┌─ Document extract

Re: Authoritative info on backup-begin versus snapshots/other state capture

Peter Krempa <pkrempa@xxxxxxxxxx> · Fri, 17 Jan 2025 12:28:30 +0100

On Fri, Jan 17, 2025 at 00:29:55 -0000, camccuk--- via Users wrote:
> This is really helpful, thanks.
> 
> > The disk quiescing is not part of the backup operation and needs to be
> > done manually via 'virsh domfsfreeze' if required. The original
> 
> I assume quiescing *would* be necessary for workloads like databases

So normally the quiescing restricts writes to the device and fluses
filesystem caches inside the guest OS.

In addition the guest agent should allow you to register scripts which
are executed before the FS is quiesced allowing e.g. database memory
state to be flused to disk so that also the application data is
consistent.

> and if we can live with a crash-consistent backup then we can bypass >

The application consistency mentioned above is extra important for the
use of the backup API or disk-only snapshots as using the saved state is
equivalent to pulling out the power plug of a real machine.

> this, but if I was to include this, the sequence would be:
> 
> virsh domfsfreeze <domain-name>
> virsh backup-begin <domain-name>
> virsh domfsthaw <domain-name>
> 
> Again, I assume the qemu-agent would need to be running on the guest to allow freeze/thaw.

Yes the guest agent is needed as this operation actually happens inside
the guest OS.

> 
> I was about to ask how backup-begin is different from creating a disk-only, no-metadata snapshot but I think it is equivalent - the advantage is that we don't need to deal with merging the overlay file and pivoting afterwards, is that right?

So the basic 'push' mode of doing a full backup is indeed semantically
equivalent of creating a disk-only, no-metadata snapshot, then copying
out the data to a standalone image and then merging the overlay back.

The backup API though also allows tracking differences since the last
backup and creating an incremental backup which would be a thinner image
of only the differences.

Additionally the backup API also allows PULL mode when an NBD connection
to an application doing the backup of the actual blocks is used.

> 
> I also realised this is very like the sequence described at the bottom of that domainstatecapture page comparing 'direct backup' and 'Backup via temporary snapshot' - what confused me there and which I still don't understand are the two references to events. For direct backup, this step is:
> - wait for push mode event, or pull data over NBD # most time spent here
> 
> Can you expand this any? I am assuming direct backup is a 'push' mode backup as per the description at https://libvirt.org/kbase/live_full_disk_backup.html - what is this push mode event? 

So the backup operation is potentially long-running if you're backing up
a huge disk. The 'virsh backup-begin' kicks of the operation and returns
right away, while the backup progresses on the background.

In push mode when qemu is writing the backup image the job is running
while data is written, after it finishes an event is fired to clients
listening for it notifying that the job is complete and the output images
are finished.

└─
┌─ Provided material

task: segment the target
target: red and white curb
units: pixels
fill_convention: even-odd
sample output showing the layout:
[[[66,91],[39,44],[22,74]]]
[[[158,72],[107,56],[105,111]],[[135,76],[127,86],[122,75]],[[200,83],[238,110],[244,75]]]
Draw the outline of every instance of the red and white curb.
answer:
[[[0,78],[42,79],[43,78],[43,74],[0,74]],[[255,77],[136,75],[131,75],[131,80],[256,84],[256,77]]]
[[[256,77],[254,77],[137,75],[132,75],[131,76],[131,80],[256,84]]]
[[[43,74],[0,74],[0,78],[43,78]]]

└─

Directives -
1. List every distinct virsh command named in the backup-begin thread.
2. Write the next part of the backup-begin thread, picking up after its final sentence.
The material isn't needed here.

Answers provided -
1.
virsh domfsfreeze
virsh backup-begin
virsh domfsthaw

2.
Note that the state of the backup will still correspond to the point in
time when the operation was *started*, even when the guest OS overwrites
any blocks subsequently.

For a pull mode backup the client doing the backup knows when it's
ready so the job is not auto-finished (which would fire the event) but
rather needs to be terminated manually.

> > By default a full backup creates a stand-alone image. If you'd use
> > incremental backups, then it is actually creating images that depend on
> > each other.
> 
> OK, and that would be by populating an appropriate xml as per https://libvirt.org/formatbackup.html - which I think you answered on this list a year or two ago.
> 
> > Yes it is. Note though that since the VM was likely running at the point
> > when you took the backup the 'restore' operation will look like a
> > cold-boot after a power failure at the exact time when the backup was
> > taken.
> > 
> > 
> > Snapshots also allow you to capture memory state and also pre-date
> > backups thus they are documented a bit more in depth.
> 
> OK - just to make this explicit - if we want to capture memory state as well as disk then we *must* use snapshots, either internal or external?

Yes exactly, currently only snapshots allow memory state capture
synchronized with disk state capture.

> 
> And - last question! - while we are covering the bases... managedsave sounds like it is designed for preserving a one-off recovery position for a potentially relatively long outage such as a hypervisor restart. VM restart will pick up just this latest saved image, but it *will* capture memory also?

A (managed)-save saves only the memory state to an image, disk images
are kept as they are. No preservation points for the disks are created.

Resuming from the (managed)-save will continue using/modifying the disk
image without the possibility of getting back.

It is indeed meant to e.g. preserve the state of VM while the host OS
reboots.

'managed' is in brackeds as there is also a non-managed save.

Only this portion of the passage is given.